■ THE PROBLEM ■
Rescale the data from the line with "Q: Point out the truck front" up to and including the line with "x=797 y=277", and give those lines again, requests included. In the answers only, multiply each x and y coordinate by 2.05 and round to whole numbers, with halves rounded up. Leave the requests and their sample coordinates unchanged.

■ PROVIDED ENTRIES ■
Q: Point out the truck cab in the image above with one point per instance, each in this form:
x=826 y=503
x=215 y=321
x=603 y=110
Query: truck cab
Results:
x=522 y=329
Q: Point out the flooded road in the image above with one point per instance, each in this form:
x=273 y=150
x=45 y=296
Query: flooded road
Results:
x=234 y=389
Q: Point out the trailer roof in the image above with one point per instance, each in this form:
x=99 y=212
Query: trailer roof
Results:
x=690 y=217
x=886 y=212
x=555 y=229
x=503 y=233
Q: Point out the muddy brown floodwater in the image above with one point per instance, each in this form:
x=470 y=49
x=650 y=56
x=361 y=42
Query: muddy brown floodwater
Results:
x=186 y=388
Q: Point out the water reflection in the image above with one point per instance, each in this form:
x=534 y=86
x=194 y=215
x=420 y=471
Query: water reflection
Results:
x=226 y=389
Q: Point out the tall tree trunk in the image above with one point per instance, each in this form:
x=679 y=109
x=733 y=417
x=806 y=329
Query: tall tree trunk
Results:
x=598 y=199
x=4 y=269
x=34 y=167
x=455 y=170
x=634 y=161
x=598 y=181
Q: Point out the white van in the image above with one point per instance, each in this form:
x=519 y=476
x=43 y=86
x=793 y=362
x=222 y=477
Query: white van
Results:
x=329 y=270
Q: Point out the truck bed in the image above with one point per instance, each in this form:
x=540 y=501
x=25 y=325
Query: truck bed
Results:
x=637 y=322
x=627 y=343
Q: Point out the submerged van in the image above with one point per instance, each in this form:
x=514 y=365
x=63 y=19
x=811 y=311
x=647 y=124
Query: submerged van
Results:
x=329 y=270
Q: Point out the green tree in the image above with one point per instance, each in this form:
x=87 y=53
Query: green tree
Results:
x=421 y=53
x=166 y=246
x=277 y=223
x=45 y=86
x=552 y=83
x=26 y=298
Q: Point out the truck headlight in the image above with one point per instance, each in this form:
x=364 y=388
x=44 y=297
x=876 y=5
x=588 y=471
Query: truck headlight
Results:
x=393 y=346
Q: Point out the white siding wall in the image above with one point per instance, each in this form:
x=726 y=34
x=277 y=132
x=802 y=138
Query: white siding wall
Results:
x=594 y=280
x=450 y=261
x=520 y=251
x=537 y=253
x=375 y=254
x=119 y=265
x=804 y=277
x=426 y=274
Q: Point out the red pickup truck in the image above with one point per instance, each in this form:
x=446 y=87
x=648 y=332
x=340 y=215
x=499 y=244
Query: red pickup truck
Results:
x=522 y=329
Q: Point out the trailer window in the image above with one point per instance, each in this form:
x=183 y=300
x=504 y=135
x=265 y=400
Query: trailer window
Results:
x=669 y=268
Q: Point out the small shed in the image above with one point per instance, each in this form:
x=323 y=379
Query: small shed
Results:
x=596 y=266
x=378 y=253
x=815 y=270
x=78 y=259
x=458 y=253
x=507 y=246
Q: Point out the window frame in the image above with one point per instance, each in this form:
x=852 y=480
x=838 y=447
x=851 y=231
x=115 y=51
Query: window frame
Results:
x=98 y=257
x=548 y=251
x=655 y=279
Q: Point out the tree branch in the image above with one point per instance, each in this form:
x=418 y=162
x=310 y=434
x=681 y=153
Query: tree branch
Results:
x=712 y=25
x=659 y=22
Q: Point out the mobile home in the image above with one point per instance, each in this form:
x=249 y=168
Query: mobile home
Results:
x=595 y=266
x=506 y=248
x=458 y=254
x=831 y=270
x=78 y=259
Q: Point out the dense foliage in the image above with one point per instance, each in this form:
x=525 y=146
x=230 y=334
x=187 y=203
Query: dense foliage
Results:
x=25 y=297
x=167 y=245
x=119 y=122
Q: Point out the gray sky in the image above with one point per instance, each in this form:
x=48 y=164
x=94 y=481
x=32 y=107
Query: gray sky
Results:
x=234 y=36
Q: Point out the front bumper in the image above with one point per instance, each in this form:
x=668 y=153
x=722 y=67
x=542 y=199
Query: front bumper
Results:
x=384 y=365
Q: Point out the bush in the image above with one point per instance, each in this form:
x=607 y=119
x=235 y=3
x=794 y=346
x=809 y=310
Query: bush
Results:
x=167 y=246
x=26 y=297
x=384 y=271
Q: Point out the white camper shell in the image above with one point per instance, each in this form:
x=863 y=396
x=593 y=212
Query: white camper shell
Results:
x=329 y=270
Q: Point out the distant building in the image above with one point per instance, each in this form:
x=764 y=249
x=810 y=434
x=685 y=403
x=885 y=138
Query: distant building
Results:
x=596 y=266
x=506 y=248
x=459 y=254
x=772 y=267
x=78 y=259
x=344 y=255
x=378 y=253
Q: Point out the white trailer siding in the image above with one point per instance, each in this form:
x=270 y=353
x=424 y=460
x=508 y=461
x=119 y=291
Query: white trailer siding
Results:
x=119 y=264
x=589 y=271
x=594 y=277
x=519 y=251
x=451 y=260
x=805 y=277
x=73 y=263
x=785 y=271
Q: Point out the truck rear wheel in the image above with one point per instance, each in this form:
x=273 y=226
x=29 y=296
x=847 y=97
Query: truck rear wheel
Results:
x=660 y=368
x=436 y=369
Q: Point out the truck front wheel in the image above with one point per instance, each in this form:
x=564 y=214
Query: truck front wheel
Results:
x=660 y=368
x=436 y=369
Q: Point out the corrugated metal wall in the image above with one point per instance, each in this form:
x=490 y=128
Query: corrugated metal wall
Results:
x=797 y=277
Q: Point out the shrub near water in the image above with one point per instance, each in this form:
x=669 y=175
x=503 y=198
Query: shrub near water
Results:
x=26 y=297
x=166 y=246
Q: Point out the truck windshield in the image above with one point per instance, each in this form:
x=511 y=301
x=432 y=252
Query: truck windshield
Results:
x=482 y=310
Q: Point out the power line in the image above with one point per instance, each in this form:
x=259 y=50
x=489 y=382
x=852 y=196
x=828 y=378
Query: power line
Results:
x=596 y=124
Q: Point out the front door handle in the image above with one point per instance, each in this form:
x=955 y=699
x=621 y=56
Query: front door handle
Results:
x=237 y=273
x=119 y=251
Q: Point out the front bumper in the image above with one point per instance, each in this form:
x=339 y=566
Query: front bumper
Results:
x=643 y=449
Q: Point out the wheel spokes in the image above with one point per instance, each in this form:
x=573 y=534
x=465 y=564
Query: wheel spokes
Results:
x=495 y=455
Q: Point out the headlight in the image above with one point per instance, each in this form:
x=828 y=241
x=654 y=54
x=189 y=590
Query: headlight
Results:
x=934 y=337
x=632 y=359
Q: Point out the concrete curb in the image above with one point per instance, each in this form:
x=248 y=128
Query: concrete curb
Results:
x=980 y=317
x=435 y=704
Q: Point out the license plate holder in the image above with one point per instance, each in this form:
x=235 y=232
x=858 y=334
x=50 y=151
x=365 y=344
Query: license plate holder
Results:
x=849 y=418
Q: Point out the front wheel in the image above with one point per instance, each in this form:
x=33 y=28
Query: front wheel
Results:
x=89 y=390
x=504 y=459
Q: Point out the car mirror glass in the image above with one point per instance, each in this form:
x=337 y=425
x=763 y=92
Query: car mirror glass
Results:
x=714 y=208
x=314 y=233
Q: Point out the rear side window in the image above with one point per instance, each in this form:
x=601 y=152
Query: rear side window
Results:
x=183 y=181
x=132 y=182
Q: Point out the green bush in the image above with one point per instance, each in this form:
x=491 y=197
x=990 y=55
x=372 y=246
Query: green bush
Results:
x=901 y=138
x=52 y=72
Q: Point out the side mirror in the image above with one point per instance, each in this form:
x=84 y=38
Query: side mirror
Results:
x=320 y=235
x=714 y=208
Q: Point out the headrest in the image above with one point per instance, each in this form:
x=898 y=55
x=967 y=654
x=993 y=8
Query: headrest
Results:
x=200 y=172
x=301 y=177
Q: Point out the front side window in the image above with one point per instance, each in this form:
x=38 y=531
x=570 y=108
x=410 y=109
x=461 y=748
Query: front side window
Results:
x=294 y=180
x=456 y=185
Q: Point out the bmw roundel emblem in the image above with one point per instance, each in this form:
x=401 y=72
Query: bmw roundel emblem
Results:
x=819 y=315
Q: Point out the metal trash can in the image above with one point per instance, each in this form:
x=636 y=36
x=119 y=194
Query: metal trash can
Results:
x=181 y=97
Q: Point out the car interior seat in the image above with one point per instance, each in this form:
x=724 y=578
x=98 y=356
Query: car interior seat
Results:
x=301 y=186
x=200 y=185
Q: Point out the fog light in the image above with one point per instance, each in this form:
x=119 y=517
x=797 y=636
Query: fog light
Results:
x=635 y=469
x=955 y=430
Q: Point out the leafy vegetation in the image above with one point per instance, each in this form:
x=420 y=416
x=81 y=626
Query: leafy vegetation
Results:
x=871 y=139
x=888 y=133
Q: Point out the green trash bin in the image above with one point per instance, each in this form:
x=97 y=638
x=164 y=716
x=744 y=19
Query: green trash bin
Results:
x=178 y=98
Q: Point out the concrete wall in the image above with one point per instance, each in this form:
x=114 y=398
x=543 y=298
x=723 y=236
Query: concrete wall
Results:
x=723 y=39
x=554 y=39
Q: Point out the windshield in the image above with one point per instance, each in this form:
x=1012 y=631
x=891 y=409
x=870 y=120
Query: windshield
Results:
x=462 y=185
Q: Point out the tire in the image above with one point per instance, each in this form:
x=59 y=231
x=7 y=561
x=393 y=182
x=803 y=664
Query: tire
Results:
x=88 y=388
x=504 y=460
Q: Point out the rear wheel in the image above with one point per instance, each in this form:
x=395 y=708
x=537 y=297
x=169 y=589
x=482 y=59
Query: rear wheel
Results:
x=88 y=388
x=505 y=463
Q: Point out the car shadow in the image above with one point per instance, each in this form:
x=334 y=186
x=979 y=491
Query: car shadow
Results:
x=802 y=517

■ FINISHED ANSWER ■
Q: Point out the truck front wheel in the image above with one point per instance, each in this form:
x=564 y=214
Query: truck front wheel
Results:
x=1353 y=754
x=894 y=756
Q: Point out the corrugated metal wall in the image above with one point per instance, each in this form:
x=490 y=128
Query: corrugated metal wall
Results:
x=1634 y=568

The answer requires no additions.